┌─ Records for this exercise

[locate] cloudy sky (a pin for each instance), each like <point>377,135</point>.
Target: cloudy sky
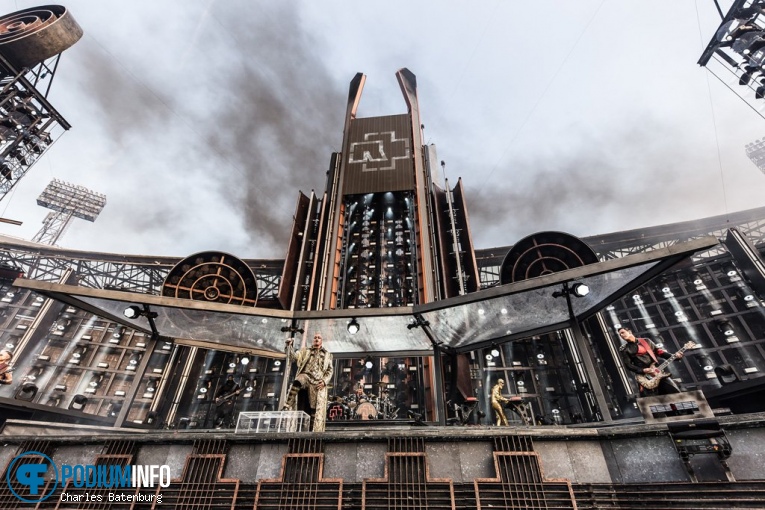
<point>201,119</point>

└─
┌─ Records for this exercise

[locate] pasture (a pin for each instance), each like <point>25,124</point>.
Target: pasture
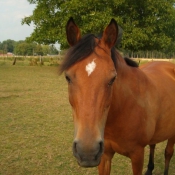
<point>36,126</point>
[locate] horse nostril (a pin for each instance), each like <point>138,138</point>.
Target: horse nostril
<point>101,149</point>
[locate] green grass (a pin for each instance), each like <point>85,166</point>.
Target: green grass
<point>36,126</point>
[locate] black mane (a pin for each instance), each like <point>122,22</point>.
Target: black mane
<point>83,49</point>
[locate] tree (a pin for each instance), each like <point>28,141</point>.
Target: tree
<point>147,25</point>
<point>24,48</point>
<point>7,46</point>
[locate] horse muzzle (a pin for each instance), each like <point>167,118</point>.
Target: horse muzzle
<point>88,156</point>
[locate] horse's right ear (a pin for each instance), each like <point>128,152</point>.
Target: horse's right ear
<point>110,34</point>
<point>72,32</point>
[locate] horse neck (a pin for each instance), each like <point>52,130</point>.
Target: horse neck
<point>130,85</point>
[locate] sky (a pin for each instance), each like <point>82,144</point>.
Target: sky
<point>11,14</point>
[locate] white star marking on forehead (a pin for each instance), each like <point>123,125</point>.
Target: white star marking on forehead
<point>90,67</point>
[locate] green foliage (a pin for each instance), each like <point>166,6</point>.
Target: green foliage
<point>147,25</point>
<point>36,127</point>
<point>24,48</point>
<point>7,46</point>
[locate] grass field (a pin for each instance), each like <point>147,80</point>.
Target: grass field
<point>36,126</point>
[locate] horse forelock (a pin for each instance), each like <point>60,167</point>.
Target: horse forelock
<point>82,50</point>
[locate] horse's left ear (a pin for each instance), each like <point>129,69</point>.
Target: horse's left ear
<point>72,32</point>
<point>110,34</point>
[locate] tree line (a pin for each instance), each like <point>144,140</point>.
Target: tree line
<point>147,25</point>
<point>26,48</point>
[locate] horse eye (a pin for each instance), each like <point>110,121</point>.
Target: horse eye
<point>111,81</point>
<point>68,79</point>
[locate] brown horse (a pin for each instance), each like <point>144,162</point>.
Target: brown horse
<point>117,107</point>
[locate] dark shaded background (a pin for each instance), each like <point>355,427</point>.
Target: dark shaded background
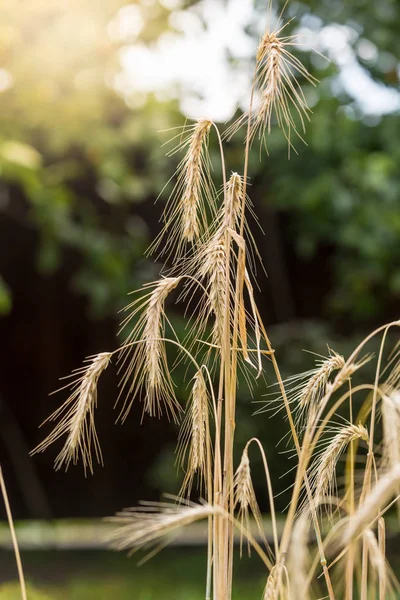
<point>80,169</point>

└─
┌─ Records for this exercise

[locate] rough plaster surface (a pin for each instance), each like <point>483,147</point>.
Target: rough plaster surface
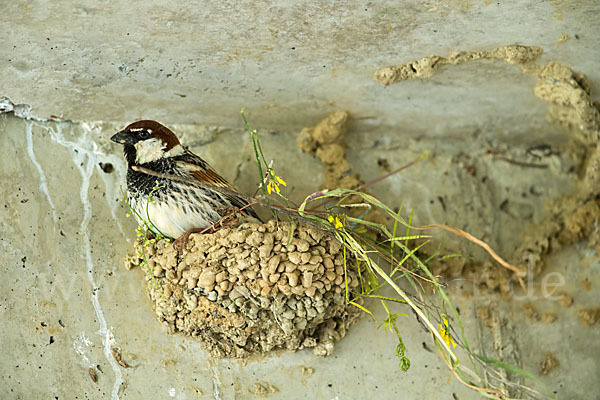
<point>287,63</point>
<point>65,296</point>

└─

▶ Stated goal:
Reproduce the items from the line with "[locate] cloudy sky" to the line with "<point>201,119</point>", requests included, multiplying each point coordinate in the answers by 1.05 and rounding to whole numbers with halves going up. Give only those lines, and leave the pictures out.

▶ Exercise output:
[locate] cloudy sky (a pin for each instance), each like <point>377,135</point>.
Target: cloudy sky
<point>211,125</point>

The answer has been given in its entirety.